## Instruction 1
According to the passage on the Social Aware Encoder, what kind of network receives the position and visual feature sequences in the Pedestrian Dynamics Encoding?
## Instruction 2
Take the passage on the Social Aware Encoder further, picking up right after its final sentence.

3.1 Social Aware Encoder

Considering the target pedestrian and the surrounding environment, we proposed Social Aware Encoder which is composed of four modules in parallel, including Pedestrian Dynamics Encoding, Spatial-Temporal Heterogeneous Graph, Ego-vehicle Dynamics Encoding, and Pedestrian Future Fusion, as shown in Fig. 2. We explore the temporal dynamics of the target pedestrian P to enhance the individual representation \(X_{P}\) in the Pedestrian Dynamics Encoding (PDE). Simultaneously, Spatial-Temporal Heterogeneous Graph (STHG) models pairwise relation between P with heterogeneous traffic objects to obtain context encoded feature \(X_{C}\). Meanwhile, Ego-Vehicle Dynamics Encoding (EVDE) considers decision making of autonomous systems and models the temporal dependency \(X_{E}\) of the ego-vehicle’s motion. We aggregate future features of P to capture rich latent information \(X_{F}\) from the future in the Pedestrian Future Fusion (PFF). We concatenate \(X_{P},X_{C},X_{E}\) and \(X_{F}\) and apply a fully-connected layer to obtain the social-aware feature \(X_S\). Finally, an action classifier and an intent classifier are applied on \(X_S\) to estimate the current intention \(\widehat{I}_t \) and the current action \(\widehat{A}_t \), respectively.

Pedestrian Dynamics Encoding (PDE). This module models temporal dynamics of the current and history states of the target pedestrian. We note that the current state lacks temporal context, so we merge the information of the history states in the temporal domain. The states \(s_{(t-H:t)}\) contain position features \(pos_{(t-H:t)}\) and visual features \(v_{(t-H:t)}\). Position features are the embedded bounding box of the target pedestrian through a fully-connected layer. Visual features are captured by pretrained CNN backbone network [18] on the cropped image patch which includes the pedestrian and the surrounding environment. These two features have different semantic attributes, so we model their temporal dynamics separately. We input these feature sequences into the corresponding GRU network to enrich them with temporal dynamical evolution clues. Outputs of two GRU networks are concatenated to obtain the Pedestrian Dynamical Feature \(X_{P}\) which aggregates temporal dynamics from multiple inputs.

Spatial-Temporal Heterogeneous Graph (STHG). We propose the Spatial-Temporal Heterogeneous Graph to capture other traffic objects’ influence on the target pedestrian. There are various types of traffic objects, so their inherent heterogeneity can not be ignored. For example, traffic objects of the same type have the same semantic attributes and relations with the target person. Hence, we regard traffic objects in the traffic scenario as a heterogeneous multi-instance system. Taking account into the inherent heterogeneity of traffic objects, all traffic objects of the same type are aggregated in the local graph to capture intra-type interaction. Then we model the high-order relation between the target pedestrian and traffic objects of the same type in the global graph.

## Records supplied
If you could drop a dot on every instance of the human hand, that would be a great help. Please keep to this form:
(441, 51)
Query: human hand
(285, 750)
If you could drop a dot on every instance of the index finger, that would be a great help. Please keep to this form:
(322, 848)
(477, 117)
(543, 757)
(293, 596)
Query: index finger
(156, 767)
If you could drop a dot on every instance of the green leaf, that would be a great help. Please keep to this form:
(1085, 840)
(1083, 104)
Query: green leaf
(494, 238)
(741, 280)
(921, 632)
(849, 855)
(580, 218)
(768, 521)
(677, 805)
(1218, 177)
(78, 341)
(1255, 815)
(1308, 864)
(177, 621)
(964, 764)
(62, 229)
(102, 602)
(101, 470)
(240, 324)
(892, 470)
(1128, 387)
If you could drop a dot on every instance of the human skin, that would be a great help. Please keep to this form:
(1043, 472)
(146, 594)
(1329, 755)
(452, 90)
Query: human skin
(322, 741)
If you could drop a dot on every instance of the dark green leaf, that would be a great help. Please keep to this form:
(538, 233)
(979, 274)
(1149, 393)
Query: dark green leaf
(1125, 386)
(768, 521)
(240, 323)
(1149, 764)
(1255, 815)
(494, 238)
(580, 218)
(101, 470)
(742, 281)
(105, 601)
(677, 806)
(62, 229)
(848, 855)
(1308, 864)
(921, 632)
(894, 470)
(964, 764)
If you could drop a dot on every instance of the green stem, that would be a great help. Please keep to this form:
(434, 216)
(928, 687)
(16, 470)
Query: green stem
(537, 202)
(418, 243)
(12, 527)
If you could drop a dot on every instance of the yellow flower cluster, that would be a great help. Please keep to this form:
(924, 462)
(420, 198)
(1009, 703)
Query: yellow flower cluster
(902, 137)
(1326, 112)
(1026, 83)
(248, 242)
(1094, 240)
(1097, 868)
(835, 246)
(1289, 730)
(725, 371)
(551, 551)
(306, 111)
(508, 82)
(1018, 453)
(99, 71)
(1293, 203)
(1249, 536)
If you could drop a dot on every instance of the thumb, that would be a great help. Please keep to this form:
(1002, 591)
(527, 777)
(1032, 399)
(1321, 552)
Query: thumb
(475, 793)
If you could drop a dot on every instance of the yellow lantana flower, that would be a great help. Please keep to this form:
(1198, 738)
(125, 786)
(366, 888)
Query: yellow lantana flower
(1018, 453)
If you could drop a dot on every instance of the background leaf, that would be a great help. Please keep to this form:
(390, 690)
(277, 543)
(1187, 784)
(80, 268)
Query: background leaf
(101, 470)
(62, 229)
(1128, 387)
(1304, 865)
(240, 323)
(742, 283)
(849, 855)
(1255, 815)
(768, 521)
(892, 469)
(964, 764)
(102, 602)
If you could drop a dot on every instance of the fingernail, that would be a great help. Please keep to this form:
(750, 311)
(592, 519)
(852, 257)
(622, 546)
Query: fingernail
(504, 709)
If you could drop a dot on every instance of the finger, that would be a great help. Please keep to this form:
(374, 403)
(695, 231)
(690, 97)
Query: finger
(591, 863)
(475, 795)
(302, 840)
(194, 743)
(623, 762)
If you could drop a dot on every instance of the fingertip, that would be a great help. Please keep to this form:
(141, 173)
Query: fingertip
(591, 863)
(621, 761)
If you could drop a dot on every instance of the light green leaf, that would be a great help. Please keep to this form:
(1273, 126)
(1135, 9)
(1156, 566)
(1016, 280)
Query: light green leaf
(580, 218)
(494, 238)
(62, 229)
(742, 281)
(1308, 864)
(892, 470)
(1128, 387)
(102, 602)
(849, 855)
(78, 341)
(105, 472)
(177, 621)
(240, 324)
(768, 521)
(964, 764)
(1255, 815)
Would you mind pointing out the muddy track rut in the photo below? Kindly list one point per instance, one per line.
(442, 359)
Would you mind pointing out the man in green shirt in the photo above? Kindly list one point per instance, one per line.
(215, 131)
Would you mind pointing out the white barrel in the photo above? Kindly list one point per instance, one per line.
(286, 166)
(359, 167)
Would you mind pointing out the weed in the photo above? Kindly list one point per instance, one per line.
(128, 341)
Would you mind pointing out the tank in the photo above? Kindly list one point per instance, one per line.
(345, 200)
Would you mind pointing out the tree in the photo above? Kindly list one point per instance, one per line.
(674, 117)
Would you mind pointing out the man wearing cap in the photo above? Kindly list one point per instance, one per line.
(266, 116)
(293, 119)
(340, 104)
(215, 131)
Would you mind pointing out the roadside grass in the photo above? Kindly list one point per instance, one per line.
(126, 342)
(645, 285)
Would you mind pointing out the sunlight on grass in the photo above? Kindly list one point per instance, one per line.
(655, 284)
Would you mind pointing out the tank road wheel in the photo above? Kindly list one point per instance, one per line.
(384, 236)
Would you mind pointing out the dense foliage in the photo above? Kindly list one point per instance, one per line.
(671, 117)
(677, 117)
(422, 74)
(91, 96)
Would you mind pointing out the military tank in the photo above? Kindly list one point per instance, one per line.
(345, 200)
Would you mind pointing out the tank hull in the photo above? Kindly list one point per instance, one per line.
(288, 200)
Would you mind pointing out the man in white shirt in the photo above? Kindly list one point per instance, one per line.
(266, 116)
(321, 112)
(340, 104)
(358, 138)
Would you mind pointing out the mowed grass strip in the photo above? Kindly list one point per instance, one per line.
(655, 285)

## Exercise answer 1
A GRU network, with each of the two feature sequences going into its own GRU network.

## Exercise answer 2
We construct a local graph \(\mathcal {G}^{c} =(\mathcal {V}^{c} ,\mathcal {E}^{c}) \) for each type \(c\in C\), where the type set C includes 5 types, namely traffic neighbors (pedestrians, cyclists, vehicles, etc.), traffic signs, traffic lights, stations, and crosswalks. \(\mathcal {V}^{c}=\left\{ {v_1,v_2,...,v_{N_{c}}}\right\} \) contains traffic objects of type c at the same time step. \(v_i=\left\{ {x_{tl},y_{tl},x_{br},y_{br},c}\right\} \) represents the bounding box coordinates and the type of \(v_i\). In the edge set \(\mathcal {E}^{c}\), we allow traffic objects belonging to the same type to connect with each other. We propose an information propagation mechanism on the local graph \(\mathcal {G}^{c}\) to aggregate contextual information from the neighbor objects:

$$\begin{aligned} v^{(l)}_{c}=Avgpool \left( \phi _{c}(v^{(l)}_{1}),\ldots ,\phi _{c}(v^{(l)}_{N_c})\right) \end{aligned}$$
(1)
$$\begin{aligned} v^{(l+1)}_{i}=concat\left( \phi _{c}(v^{(l)}_{i}), v^{(l)}_{c}\right) \end{aligned}$$
(2)

where \(v^{(l)}_{i}\) is the feature of object i in the l-th layer of the local graph, \(v^{(l)}_{c}\) is the spatial interaction feature of the type c, and \(v^{(0)}_{i}\) is the initial feature \(v_i\). \(\phi _{c}\) is the fully connected layer and embeds the object feature of type c into the high-dimensional spaces. Average pooling is utilized to propagate spatial context information from neighbor objects. We stack multiple layers of the local graph \(\mathcal {G}^{c}\) to fuse features of different objects in the different layers.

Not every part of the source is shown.